**TASK REQUIREMENTS**
Rewrite these records as a numbered list, one line per item, leaving out any blank lines.

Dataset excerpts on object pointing
[Begin]

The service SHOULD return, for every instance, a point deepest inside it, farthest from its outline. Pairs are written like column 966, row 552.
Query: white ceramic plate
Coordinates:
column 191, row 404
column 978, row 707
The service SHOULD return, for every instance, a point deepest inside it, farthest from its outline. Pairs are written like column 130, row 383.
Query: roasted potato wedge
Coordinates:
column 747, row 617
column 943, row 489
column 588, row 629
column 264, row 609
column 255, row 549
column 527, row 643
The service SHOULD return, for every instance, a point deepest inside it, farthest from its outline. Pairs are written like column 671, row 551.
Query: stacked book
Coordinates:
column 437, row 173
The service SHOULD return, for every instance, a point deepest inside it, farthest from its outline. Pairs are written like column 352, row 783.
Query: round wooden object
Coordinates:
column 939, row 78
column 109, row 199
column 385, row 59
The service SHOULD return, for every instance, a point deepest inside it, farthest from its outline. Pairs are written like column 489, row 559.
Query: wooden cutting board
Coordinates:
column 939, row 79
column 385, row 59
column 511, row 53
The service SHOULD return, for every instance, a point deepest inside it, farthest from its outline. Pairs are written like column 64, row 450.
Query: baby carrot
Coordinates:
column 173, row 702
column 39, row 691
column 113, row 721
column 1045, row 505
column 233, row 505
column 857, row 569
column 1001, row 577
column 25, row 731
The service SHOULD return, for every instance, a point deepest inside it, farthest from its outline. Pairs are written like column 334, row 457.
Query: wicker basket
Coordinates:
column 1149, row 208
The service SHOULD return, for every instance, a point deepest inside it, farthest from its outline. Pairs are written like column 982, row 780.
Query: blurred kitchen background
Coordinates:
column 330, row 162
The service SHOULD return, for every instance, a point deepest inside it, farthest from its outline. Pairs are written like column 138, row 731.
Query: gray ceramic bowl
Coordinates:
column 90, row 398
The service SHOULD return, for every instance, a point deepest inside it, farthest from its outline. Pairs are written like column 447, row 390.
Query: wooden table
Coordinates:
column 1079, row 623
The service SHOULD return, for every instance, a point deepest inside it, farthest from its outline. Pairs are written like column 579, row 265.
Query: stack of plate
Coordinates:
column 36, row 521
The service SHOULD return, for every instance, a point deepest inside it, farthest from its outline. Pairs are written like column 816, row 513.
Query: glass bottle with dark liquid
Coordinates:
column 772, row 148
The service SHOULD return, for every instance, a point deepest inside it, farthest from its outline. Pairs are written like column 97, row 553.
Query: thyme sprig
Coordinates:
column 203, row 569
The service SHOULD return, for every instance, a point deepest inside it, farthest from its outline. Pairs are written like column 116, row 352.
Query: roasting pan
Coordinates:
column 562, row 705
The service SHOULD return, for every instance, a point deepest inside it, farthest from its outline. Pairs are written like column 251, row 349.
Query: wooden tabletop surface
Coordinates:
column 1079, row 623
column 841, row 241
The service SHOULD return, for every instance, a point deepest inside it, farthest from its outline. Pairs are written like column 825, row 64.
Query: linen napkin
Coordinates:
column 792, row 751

[End]

**RESULT**
1. The service SHOULD return, for every instance, a point deepest inside it, farthest from its outline. Pairs are written like column 966, row 552.
2. Query: white ceramic plate
3. Coordinates:
4. column 191, row 404
5. column 978, row 707
6. The service SHOULD return, for every instance, a point deepest inside it, farthest from its outline. Pairs are written like column 130, row 383.
7. Query: roasted potato wedge
8. Coordinates:
9. column 747, row 617
10. column 943, row 489
11. column 588, row 629
12. column 264, row 609
13. column 255, row 549
14. column 527, row 643
15. The service SHOULD return, for every instance, a point deepest inside it, farthest from its outline. Pairs are written like column 671, row 551.
16. Query: stacked book
17. Coordinates:
18. column 437, row 173
19. The service SHOULD return, for every instance, a point deepest inside it, farthest from its outline. Pairs are written like column 352, row 783.
20. Query: round wooden object
21. Coordinates:
22. column 939, row 78
23. column 109, row 199
24. column 385, row 59
25. The service SHOULD return, for every instance, a point deepest inside it, farthest from its outline. Pairs are written like column 489, row 559.
26. Query: wooden cutting board
27. Coordinates:
28. column 939, row 79
29. column 385, row 59
30. column 511, row 53
31. The service SHOULD return, for every instance, a point deepest inside it, farthest from its outline. Pairs are written like column 64, row 450.
32. Query: baby carrot
33. Coordinates:
34. column 173, row 702
35. column 39, row 691
36. column 113, row 721
37. column 1045, row 505
38. column 233, row 505
39. column 857, row 569
40. column 1001, row 577
41. column 25, row 731
42. The service SHOULD return, for every instance, a point deepest inside it, farthest from its outline. Pairs are written like column 334, row 457.
43. Query: wicker basket
44. Coordinates:
45. column 1149, row 208
46. The service SHOULD return, for every instance, a point deepest inside it, farthest from its outline. Pairs are written like column 982, row 780.
47. Query: blurred kitchen background
48. Coordinates:
49. column 330, row 162
50. The service SHOULD return, for every instance, a point deepest inside it, farthest from its outline. Pairs are written like column 138, row 731.
51. Query: gray ceramic bowl
52. Coordinates:
53. column 90, row 398
54. The service SHOULD return, for every instance, a point deepest inside it, farthest from its outline. Pairs are written like column 447, row 390.
55. Query: wooden table
56. Coordinates:
57. column 1079, row 623
58. The service SHOULD return, for every instance, a point deepest inside it, farthest from its outline. Pairs are written like column 579, row 265.
59. Query: stack of plate
60. Coordinates:
61. column 36, row 521
62. The service SHOULD return, for every instance, a point deepest inside it, farthest from its outline. Pairs are written like column 816, row 513.
63. Query: glass bottle with dark liquid
64. Coordinates:
65. column 772, row 148
66. The service SHOULD return, for every instance, a point deepest inside it, farthest from its outline. Pairs are written like column 97, row 553.
67. Query: thyme sprig
68. Coordinates:
69. column 203, row 569
70. The service SHOULD return, for every instance, a point deepest inside it, farthest from its outline. Pairs are written like column 116, row 352.
71. Query: roasting pan
72. Coordinates:
73. column 562, row 705
74. The service SHOULD return, for every instance, a point deepest inside it, farthest from its outline. Pairs are written like column 251, row 349.
75. Query: wooden tabletop surface
76. Coordinates:
77. column 1079, row 623
78. column 841, row 241
79. The service SHOULD return, for every instance, a point deepest inside it, farthest from its outline. Pairs are written like column 825, row 64.
80. Query: linen napkin
81. Coordinates:
82. column 792, row 751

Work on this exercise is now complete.